**EXERCISE**
Each record that follows is to be reproduced character for character, pictures excepted.

[Records contained in a dataset]
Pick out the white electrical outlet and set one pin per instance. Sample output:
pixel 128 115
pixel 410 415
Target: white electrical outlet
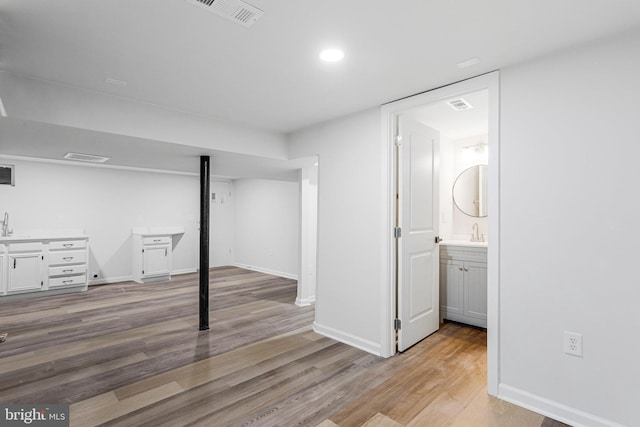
pixel 573 343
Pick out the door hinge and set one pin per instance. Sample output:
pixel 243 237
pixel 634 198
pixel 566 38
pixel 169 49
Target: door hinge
pixel 397 232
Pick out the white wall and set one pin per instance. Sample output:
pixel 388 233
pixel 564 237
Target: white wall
pixel 308 235
pixel 221 224
pixel 570 231
pixel 267 226
pixel 106 203
pixel 349 224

**TASK SOLUTION**
Pick out the white electrical outlet and set one pin per instance. Sample output:
pixel 128 115
pixel 410 415
Target: white electrical outlet
pixel 573 343
Pick out the door hinge and set one pin per instance. Sample output:
pixel 243 237
pixel 634 198
pixel 566 38
pixel 169 49
Target: door hinge
pixel 397 232
Pick out the white wall and set one pin per instance. Sample output:
pixel 388 233
pixel 564 237
Target: white wall
pixel 308 235
pixel 221 224
pixel 570 231
pixel 267 226
pixel 106 203
pixel 349 224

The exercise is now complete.